Task goal
Reproduce every item below verbatim, preserving each line without alteration.
--- start ---
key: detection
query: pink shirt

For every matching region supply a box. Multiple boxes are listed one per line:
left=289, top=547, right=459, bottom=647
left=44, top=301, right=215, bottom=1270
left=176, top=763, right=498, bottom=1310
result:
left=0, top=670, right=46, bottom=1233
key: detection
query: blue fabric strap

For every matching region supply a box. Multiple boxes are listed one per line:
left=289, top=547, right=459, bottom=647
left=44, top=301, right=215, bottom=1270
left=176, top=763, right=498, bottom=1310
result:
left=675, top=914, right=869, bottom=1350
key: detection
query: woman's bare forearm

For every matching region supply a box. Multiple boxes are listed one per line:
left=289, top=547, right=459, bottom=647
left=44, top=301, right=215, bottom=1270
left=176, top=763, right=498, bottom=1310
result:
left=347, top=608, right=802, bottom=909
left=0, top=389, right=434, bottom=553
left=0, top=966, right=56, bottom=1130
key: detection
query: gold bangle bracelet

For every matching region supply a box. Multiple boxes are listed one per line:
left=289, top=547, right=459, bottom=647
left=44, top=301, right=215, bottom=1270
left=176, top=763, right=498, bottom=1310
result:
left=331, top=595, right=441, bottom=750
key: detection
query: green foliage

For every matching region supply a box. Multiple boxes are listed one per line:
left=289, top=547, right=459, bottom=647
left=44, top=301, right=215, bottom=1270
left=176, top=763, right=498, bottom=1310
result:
--- end ---
Final result
key: detection
query: pink shirt

For every matching region supply a box. Multiple boxes are listed one per line:
left=289, top=547, right=459, bottom=647
left=44, top=301, right=215, bottom=1270
left=176, top=763, right=498, bottom=1310
result:
left=0, top=670, right=46, bottom=1233
key: detection
query: blue fabric strap

For every matching region supply a box. Multiple boxes are listed one per line:
left=289, top=547, right=459, bottom=647
left=44, top=301, right=215, bottom=1270
left=176, top=763, right=498, bottom=1310
result:
left=675, top=914, right=869, bottom=1350
key: detection
query: woman's bare forearm

For every matching region supply a box. Multiple boxes are listed one per line:
left=289, top=547, right=459, bottom=647
left=44, top=301, right=215, bottom=1270
left=176, top=763, right=498, bottom=1310
result:
left=347, top=608, right=802, bottom=909
left=0, top=389, right=434, bottom=553
left=0, top=966, right=56, bottom=1130
key: detection
query: gold bangle bracelet

For every matching region supply a box. Multiple boxes are listed one per line:
left=289, top=547, right=459, bottom=647
left=44, top=301, right=215, bottom=1270
left=176, top=763, right=498, bottom=1310
result:
left=331, top=595, right=441, bottom=750
key: detection
query: green foliage

For every matching region supply a box. Multiple boxes are listed one per line:
left=289, top=547, right=459, bottom=647
left=44, top=301, right=215, bottom=1270
left=176, top=763, right=498, bottom=1310
result:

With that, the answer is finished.